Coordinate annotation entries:

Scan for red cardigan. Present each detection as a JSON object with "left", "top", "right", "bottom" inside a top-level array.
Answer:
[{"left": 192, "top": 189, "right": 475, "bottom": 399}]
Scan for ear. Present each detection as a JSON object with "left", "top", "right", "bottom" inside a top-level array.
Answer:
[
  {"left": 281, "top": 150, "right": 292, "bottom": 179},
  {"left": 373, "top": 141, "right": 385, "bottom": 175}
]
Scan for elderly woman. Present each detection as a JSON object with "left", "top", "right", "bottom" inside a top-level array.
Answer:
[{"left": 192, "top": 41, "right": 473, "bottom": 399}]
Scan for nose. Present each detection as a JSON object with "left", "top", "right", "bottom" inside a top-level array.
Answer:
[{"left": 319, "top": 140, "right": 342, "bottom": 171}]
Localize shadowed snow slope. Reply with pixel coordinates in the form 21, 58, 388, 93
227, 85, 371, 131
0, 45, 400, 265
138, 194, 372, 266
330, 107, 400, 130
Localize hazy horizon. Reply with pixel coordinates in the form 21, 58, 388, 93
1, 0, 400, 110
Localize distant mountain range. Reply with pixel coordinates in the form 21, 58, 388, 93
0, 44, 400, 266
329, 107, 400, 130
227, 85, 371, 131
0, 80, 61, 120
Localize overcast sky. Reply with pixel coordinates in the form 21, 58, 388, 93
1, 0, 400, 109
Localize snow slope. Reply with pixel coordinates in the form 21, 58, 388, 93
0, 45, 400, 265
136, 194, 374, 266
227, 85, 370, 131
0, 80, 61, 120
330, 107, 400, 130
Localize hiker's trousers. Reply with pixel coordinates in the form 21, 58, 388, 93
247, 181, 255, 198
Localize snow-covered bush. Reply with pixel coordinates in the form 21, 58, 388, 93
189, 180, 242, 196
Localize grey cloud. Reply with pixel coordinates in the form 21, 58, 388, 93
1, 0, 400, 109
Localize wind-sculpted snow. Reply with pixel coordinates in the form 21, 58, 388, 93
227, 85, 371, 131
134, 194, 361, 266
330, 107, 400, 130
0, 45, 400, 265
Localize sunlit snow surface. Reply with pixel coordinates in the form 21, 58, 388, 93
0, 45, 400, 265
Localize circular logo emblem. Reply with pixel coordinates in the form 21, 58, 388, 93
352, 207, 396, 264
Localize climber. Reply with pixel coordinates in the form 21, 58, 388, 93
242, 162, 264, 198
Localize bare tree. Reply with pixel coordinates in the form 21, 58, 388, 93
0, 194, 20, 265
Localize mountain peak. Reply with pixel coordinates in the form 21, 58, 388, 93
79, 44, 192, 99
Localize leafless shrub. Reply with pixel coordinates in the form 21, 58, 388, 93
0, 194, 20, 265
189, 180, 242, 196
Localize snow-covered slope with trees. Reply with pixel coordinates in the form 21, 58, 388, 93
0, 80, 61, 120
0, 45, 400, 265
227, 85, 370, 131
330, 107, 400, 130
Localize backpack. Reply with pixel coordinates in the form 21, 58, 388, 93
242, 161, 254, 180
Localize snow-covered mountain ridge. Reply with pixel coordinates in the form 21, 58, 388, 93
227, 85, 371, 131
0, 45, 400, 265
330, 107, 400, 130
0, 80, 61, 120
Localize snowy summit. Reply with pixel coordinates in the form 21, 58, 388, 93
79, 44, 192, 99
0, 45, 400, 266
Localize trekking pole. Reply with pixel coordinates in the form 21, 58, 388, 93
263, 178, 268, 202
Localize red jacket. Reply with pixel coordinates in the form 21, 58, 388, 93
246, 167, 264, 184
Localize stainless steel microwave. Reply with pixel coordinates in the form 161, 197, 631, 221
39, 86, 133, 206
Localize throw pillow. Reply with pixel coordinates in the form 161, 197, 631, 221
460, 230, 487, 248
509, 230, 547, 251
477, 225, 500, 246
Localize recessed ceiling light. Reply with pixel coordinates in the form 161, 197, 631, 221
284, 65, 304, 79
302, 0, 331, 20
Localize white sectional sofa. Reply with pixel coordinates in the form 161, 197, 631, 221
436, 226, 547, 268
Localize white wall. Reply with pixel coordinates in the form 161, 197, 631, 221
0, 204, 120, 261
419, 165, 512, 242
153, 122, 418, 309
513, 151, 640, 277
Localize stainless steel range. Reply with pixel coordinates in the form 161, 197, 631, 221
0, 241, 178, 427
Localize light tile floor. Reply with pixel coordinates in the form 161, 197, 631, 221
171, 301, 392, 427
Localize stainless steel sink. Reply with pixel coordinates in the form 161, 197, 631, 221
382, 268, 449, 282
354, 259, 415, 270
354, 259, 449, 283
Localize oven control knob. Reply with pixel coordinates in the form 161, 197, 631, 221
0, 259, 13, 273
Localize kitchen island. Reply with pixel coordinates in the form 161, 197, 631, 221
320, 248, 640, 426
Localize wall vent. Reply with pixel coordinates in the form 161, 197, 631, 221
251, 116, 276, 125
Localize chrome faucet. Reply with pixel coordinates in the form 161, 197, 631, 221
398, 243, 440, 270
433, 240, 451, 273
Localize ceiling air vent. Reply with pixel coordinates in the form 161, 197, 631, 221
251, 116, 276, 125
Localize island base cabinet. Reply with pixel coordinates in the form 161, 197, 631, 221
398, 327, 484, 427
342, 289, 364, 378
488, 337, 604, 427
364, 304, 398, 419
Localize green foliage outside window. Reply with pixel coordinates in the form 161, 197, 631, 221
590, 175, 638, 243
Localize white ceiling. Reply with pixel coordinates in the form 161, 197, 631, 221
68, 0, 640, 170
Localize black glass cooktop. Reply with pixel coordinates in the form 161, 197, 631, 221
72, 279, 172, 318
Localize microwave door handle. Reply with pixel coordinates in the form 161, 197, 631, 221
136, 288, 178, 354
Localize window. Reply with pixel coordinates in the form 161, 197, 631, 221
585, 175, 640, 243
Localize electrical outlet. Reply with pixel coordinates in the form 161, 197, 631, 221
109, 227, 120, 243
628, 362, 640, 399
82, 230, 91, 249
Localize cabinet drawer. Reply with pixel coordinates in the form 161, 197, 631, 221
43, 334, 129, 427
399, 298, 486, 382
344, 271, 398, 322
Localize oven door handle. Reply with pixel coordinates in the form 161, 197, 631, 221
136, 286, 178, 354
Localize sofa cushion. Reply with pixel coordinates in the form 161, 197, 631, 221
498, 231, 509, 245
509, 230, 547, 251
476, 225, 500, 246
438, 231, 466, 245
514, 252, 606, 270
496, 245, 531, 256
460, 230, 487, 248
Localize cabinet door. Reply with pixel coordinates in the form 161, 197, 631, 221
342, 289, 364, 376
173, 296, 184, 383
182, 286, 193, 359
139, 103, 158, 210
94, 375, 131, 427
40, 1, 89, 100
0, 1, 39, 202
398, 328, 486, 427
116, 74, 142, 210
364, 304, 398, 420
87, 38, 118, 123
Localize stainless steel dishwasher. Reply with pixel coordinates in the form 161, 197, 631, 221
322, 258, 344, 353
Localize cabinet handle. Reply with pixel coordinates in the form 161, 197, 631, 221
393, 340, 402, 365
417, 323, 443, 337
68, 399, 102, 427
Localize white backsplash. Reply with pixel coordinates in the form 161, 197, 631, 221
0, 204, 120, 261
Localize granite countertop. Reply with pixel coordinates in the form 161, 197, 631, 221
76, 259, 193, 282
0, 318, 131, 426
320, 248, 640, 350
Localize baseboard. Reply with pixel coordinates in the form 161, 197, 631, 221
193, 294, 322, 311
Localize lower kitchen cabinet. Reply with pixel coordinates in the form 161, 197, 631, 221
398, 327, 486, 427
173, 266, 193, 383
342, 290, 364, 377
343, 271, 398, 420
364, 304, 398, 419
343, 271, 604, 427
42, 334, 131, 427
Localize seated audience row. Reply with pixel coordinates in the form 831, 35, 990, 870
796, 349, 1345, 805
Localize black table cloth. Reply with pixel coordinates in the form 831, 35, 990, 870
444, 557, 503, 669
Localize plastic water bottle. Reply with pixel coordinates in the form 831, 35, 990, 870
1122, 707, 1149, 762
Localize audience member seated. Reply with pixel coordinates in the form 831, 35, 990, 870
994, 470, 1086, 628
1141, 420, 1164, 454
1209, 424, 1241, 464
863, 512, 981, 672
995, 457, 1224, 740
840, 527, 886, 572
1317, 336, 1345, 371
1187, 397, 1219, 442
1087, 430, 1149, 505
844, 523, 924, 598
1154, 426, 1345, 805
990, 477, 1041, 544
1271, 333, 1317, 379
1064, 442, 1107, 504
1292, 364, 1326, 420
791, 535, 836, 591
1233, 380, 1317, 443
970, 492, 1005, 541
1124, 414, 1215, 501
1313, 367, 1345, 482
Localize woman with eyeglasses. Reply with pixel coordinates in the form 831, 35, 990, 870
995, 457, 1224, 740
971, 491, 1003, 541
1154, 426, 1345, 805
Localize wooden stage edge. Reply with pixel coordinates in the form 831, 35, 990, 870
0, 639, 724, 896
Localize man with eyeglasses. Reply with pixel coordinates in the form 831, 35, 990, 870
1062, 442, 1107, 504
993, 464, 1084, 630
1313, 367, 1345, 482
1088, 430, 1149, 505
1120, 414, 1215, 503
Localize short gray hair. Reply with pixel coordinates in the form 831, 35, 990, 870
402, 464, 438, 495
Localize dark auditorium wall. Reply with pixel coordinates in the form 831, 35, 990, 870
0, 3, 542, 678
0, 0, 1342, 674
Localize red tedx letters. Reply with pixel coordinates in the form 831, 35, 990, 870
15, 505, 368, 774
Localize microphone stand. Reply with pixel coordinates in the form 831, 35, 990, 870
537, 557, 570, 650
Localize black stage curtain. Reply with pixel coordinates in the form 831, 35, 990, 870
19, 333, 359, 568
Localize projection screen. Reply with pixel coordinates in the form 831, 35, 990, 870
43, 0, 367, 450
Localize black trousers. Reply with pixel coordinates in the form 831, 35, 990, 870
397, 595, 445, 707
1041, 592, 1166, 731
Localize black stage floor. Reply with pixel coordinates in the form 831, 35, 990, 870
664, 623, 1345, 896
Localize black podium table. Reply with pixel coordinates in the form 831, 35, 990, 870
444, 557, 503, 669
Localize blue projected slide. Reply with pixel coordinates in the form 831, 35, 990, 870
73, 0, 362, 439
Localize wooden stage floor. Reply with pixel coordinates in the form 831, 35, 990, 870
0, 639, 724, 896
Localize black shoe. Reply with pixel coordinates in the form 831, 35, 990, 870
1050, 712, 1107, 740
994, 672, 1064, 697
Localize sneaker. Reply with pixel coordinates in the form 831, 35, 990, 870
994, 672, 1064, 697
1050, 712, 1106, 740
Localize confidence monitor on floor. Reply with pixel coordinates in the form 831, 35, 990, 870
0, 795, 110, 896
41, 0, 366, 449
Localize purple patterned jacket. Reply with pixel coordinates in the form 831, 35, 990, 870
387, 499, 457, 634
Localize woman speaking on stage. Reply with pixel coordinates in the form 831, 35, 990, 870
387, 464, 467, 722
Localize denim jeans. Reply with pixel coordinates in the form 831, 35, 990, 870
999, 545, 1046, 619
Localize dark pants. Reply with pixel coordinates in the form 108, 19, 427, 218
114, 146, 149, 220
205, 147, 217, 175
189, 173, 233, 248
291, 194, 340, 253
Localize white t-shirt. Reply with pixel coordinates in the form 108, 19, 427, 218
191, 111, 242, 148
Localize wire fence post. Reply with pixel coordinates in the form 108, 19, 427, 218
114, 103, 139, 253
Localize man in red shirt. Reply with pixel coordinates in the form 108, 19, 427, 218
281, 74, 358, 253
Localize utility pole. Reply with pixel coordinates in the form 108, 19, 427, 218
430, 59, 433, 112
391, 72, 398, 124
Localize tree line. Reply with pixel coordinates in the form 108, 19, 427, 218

§ **What is asked**:
Count how many lines of the listing contain the string "wooden", treating uppercase and lowercase as different. Reply with the number alone.

§ **Full output**:
2